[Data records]
***

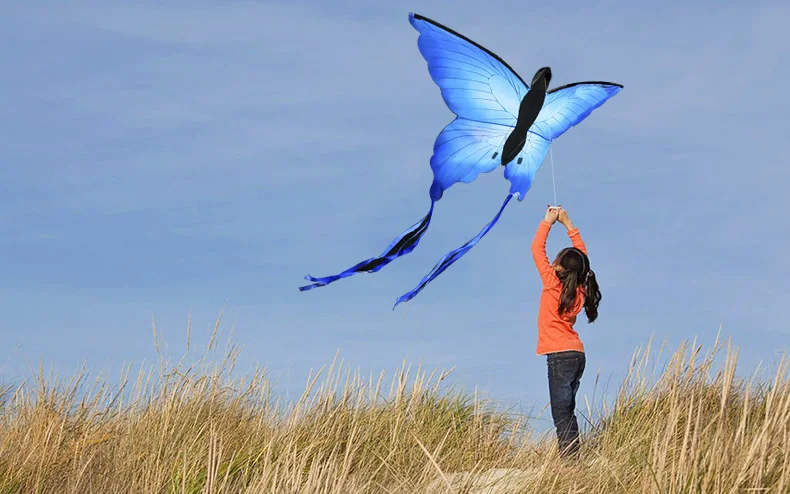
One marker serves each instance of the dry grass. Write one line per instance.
(692, 427)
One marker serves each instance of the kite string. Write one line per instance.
(553, 182)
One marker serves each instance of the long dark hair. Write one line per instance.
(576, 272)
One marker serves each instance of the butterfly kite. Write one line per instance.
(500, 121)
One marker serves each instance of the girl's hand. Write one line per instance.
(551, 215)
(565, 219)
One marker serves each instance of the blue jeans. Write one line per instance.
(565, 372)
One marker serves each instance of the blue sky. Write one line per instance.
(162, 160)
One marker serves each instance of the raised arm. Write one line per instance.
(546, 272)
(573, 232)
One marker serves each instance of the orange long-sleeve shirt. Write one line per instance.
(555, 332)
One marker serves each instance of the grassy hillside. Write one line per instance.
(691, 427)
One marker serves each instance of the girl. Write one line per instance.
(568, 286)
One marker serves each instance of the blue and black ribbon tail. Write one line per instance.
(401, 246)
(451, 257)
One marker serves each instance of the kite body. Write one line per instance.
(500, 121)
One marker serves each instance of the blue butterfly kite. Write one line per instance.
(500, 121)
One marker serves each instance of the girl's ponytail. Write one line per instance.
(592, 296)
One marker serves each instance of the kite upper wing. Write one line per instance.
(476, 84)
(484, 93)
(568, 105)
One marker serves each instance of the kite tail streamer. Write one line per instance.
(451, 257)
(401, 246)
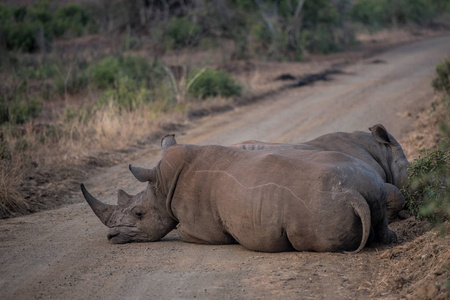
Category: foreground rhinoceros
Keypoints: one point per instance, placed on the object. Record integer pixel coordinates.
(378, 149)
(317, 201)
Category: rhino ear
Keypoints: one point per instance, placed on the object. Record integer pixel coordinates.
(143, 174)
(380, 134)
(123, 199)
(168, 141)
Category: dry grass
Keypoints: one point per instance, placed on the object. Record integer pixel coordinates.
(47, 161)
(11, 199)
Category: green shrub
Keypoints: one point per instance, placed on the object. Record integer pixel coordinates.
(105, 72)
(212, 83)
(427, 194)
(379, 13)
(441, 82)
(22, 27)
(371, 13)
(182, 33)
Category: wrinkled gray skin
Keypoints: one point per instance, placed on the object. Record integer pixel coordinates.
(271, 202)
(378, 149)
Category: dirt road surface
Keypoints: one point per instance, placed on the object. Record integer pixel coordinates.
(64, 253)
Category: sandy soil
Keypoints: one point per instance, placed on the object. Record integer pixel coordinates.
(64, 253)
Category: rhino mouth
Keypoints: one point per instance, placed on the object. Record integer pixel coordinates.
(112, 235)
(125, 234)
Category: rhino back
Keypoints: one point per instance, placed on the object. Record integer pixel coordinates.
(269, 202)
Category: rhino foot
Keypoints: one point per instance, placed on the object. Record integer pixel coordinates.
(389, 237)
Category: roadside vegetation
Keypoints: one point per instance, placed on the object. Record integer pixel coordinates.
(428, 191)
(100, 75)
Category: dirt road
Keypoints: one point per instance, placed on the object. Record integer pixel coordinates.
(64, 253)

***

§ What to do: Without the images, write out each line of the data verbatim.

§ Expected answer:
One marker serves each instance of the dry grass. Write one line per instance.
(692, 427)
One marker serves each instance of the kite string. Write one line per instance.
(553, 182)
One marker serves each instance of the long dark hair. Write one line per instance.
(576, 272)
One marker serves each instance of the butterfly kite. Write one line per instance.
(500, 121)
One marker serves each instance of the girl's hand. Write one line per instance.
(551, 215)
(565, 219)
One marker serves each instance of the blue jeans. Write one line per instance.
(565, 372)
One marker serves each instance of the blue sky. Write one line per instance.
(162, 160)
One marker serves each instance of the raised arm. Write one line per instance.
(546, 272)
(573, 232)
One marker serves each instance of the orange long-sleeve shirt. Write one line per instance.
(555, 332)
One marker serves each instance of the grassy hillside. Write one line per instance.
(691, 427)
One marker serves each instance of the girl. Write one line per instance.
(568, 286)
One marker serves each instance of the blue and black ribbon tail. Write one line per instance.
(401, 246)
(451, 257)
One marker serves each instance of the kite body. Write one line per instance.
(500, 121)
One marker serves each instance of the blue butterfly kite. Write one line per instance.
(500, 121)
One marker serves each instance of the girl's ponytail. Write one line per instance.
(592, 296)
One marker serves each instance of the kite upper wing. Write one line per instance.
(476, 84)
(484, 93)
(568, 105)
One marker serves each instance of the kite tail streamer. Write one line per instance.
(451, 257)
(401, 246)
Category: foreground rhinoceros
Keypoints: one point per instance, placed on the object. Record integer pixel coordinates.
(378, 149)
(317, 201)
Category: rhino ear
Keypoints: one point per instance, placed on the object. Record integer pixel coordinates.
(143, 174)
(380, 134)
(123, 199)
(168, 141)
Category: dry grass
Keypoints: one point per instance, placed on the object. Record integer pixel coordinates.
(47, 161)
(11, 199)
Category: green shrub
Keypoints: one point per instance, placed on the object. Record integer pixel coordinates.
(105, 72)
(212, 83)
(427, 194)
(379, 13)
(441, 82)
(22, 27)
(371, 13)
(182, 33)
Category: wrinkled gray skin
Keypoints: one point per instance, placed on the object. Record integer pixel coordinates.
(271, 202)
(378, 149)
Category: dirt road surface
Keypoints: one point per instance, placed on the object. Record integer pixel coordinates.
(64, 253)
Category: sandy soil
Keypoints: one point per instance, placed on the object. Record integer pixel coordinates.
(64, 253)
Category: rhino mouth
Keypoints: one point per instance, placed on the object. Record integer pixel coordinates.
(112, 235)
(125, 234)
Category: rhino back
Keypoints: one point per instance, placed on the object. Record integer pixel coordinates.
(269, 202)
Category: rhino foot
Keypoints: one point per instance, placed on the object. Record integer pixel coordinates.
(389, 237)
Category: roadside vegetation
Keypoints: one point per instance, placed on the object. Record integer pixel coordinates.
(428, 191)
(100, 75)
Category: dirt road
Keypoints: one point per instance, placed on the object. Record integer pixel coordinates.
(64, 253)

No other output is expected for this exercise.